To do
Return the records as they stand. No picture is to be included.

★ ★ ★ ★ ★ ★ ★

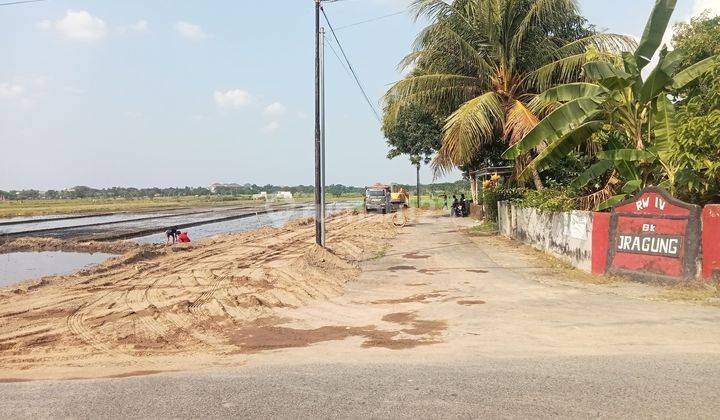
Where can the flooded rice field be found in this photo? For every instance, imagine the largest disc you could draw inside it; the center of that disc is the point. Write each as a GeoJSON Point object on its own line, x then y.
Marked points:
{"type": "Point", "coordinates": [132, 225]}
{"type": "Point", "coordinates": [255, 221]}
{"type": "Point", "coordinates": [16, 267]}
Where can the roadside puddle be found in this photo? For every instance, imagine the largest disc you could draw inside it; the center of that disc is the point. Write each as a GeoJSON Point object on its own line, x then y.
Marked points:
{"type": "Point", "coordinates": [471, 302]}
{"type": "Point", "coordinates": [415, 256]}
{"type": "Point", "coordinates": [414, 332]}
{"type": "Point", "coordinates": [409, 299]}
{"type": "Point", "coordinates": [16, 267]}
{"type": "Point", "coordinates": [401, 268]}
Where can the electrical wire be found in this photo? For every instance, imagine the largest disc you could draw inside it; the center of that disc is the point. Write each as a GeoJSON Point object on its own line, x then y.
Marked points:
{"type": "Point", "coordinates": [20, 2]}
{"type": "Point", "coordinates": [339, 28]}
{"type": "Point", "coordinates": [342, 63]}
{"type": "Point", "coordinates": [350, 66]}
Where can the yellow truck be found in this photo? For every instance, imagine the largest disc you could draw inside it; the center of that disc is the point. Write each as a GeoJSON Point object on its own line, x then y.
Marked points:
{"type": "Point", "coordinates": [377, 195]}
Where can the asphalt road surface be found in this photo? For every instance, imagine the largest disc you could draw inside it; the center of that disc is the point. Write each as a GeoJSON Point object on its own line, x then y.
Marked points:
{"type": "Point", "coordinates": [577, 387]}
{"type": "Point", "coordinates": [521, 341]}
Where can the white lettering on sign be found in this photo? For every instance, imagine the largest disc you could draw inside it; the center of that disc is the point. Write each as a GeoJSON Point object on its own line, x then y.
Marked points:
{"type": "Point", "coordinates": [651, 245]}
{"type": "Point", "coordinates": [645, 202]}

★ ★ ★ ★ ★ ★ ★

Completed task
Where can the flooded rice field be found in this photo? For every instance, imagine the largest disc you could draw inside it; the center of that disc is the point. Write each as a GeoJSON Point object on its own line, x then y.
Marked points:
{"type": "Point", "coordinates": [132, 225]}
{"type": "Point", "coordinates": [255, 221]}
{"type": "Point", "coordinates": [16, 267]}
Where can the roadside puddle be found in this photo? For every instance, imagine the largest disc you could draw inside it; the center of that disc is the point. Write each as a GeoJSON Point object on its own line, x then y.
Marked points:
{"type": "Point", "coordinates": [471, 302]}
{"type": "Point", "coordinates": [415, 256]}
{"type": "Point", "coordinates": [414, 332]}
{"type": "Point", "coordinates": [409, 299]}
{"type": "Point", "coordinates": [16, 267]}
{"type": "Point", "coordinates": [401, 268]}
Where can the electrical wire be found in this photo? For every instance, imagine the largest disc you could draw inside it; the center of that disc is the point. Write each as a GeoJSON Point object on its own line, x then y.
Marked points:
{"type": "Point", "coordinates": [20, 2]}
{"type": "Point", "coordinates": [339, 28]}
{"type": "Point", "coordinates": [342, 63]}
{"type": "Point", "coordinates": [350, 66]}
Where can the yellow truck be found in this photo? For every instance, imagine the largest disc you could draw inside it; the center of that disc is the point. Write each as a GeoJSON Point object on its own line, x then y.
Marked points:
{"type": "Point", "coordinates": [377, 195]}
Where can the asphalt road surface be found in this photo? For every instance, imagine the largest disc you could draw inside it; the center of that disc is the point. Write each as a GeoJSON Point object on its own line, x then y.
Marked points:
{"type": "Point", "coordinates": [577, 387]}
{"type": "Point", "coordinates": [521, 341]}
Where can the white lettering on sign be found in this photo? For every instance, imagine the largest disc you could draw inside it; the center of that disc is the point. Write each as a GeoJSON Point object on its own line, x then y.
Marked points:
{"type": "Point", "coordinates": [651, 245]}
{"type": "Point", "coordinates": [645, 202]}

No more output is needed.